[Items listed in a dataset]

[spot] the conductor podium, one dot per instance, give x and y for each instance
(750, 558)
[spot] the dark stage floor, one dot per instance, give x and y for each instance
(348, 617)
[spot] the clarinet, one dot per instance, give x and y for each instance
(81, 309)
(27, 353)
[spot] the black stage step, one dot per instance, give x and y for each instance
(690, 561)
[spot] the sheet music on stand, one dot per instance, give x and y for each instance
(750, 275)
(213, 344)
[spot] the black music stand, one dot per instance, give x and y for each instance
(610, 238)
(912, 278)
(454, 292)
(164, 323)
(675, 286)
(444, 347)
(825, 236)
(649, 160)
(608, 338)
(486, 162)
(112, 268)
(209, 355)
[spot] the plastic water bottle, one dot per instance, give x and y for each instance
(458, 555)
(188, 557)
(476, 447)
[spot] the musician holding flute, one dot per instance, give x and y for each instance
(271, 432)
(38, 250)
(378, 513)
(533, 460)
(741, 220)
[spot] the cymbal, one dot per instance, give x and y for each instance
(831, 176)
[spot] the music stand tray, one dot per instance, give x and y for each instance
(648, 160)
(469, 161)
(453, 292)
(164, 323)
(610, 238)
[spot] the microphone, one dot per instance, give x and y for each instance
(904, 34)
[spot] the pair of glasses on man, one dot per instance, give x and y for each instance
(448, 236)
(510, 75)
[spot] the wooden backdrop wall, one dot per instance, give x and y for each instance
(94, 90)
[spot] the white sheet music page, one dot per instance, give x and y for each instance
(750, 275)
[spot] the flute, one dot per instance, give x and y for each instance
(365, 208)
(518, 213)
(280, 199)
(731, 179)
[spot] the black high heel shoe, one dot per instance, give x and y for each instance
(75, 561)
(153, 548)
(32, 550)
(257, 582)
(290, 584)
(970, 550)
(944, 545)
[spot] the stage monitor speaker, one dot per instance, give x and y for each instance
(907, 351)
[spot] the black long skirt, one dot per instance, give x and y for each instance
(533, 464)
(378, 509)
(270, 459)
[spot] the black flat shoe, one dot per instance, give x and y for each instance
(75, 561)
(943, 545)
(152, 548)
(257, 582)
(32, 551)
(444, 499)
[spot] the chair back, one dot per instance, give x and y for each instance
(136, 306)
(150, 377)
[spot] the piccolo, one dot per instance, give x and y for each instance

▶ Written request
Find the line containing "[spot] the clarinet, one". Reproduce it exactly, along with every line after it through the last.

▶ Result for this exercise
[spot] the clarinet, one dot per instance, give x and y for each instance
(81, 309)
(27, 353)
[spot] the black stage step, one dot per instance, give x and y for each instance
(690, 561)
[spot] the sheet music on stand, one dot per instance, give x and y for each instance
(750, 275)
(213, 344)
[spot] the black music stand, one dot per instance, give x and y for each instance
(610, 238)
(912, 278)
(454, 292)
(164, 323)
(675, 286)
(444, 347)
(825, 236)
(649, 160)
(608, 338)
(486, 162)
(112, 268)
(209, 355)
[spot] the plastic water bottle, one dot per instance, give x and y for each instance
(458, 555)
(188, 557)
(476, 447)
[spot] the musician holding flute, one dot per instance, give x and y for each instance
(271, 432)
(38, 250)
(378, 513)
(533, 460)
(741, 220)
[spot] the cymbal, one dot per instance, give x and y for each instance
(831, 176)
[spot] the music stand tray, one dot per instance, give x and y for each instance
(648, 160)
(469, 161)
(453, 292)
(164, 323)
(610, 238)
[spot] the microphone, one dot per instance, give x and y for each instance
(904, 34)
[spot] the pair of glasses on man, one dot per instance, give x and y for each instance
(448, 236)
(510, 75)
[spot] the wooden backdrop wall, one dot per instance, give x and y for each instance
(94, 90)
[spot] the white sheet music page, one dot per instance, give x and y for each instance
(750, 275)
[spot] the flute, one dot per instance, give x and y for each instance
(365, 208)
(518, 213)
(280, 199)
(731, 179)
[spot] the black high heel shoe, one dot per instance, give x and y for each instance
(75, 561)
(153, 548)
(32, 550)
(257, 582)
(290, 584)
(970, 550)
(944, 545)
[spot] the stage monitor speaker, one dot per instance, give x and y for each instance
(907, 351)
[spot] the black long skirt, one dot per instance, give x and y for each instance
(533, 464)
(378, 509)
(270, 459)
[spot] the black flat shoe, one dot per instance, give x and y for each instance
(75, 561)
(943, 545)
(152, 548)
(257, 582)
(32, 551)
(444, 499)
[spot] the chair back, one dot per instance, give x and y for each instance
(136, 306)
(150, 377)
[spot] the piccolo, one dot per instance, give x and y for each instance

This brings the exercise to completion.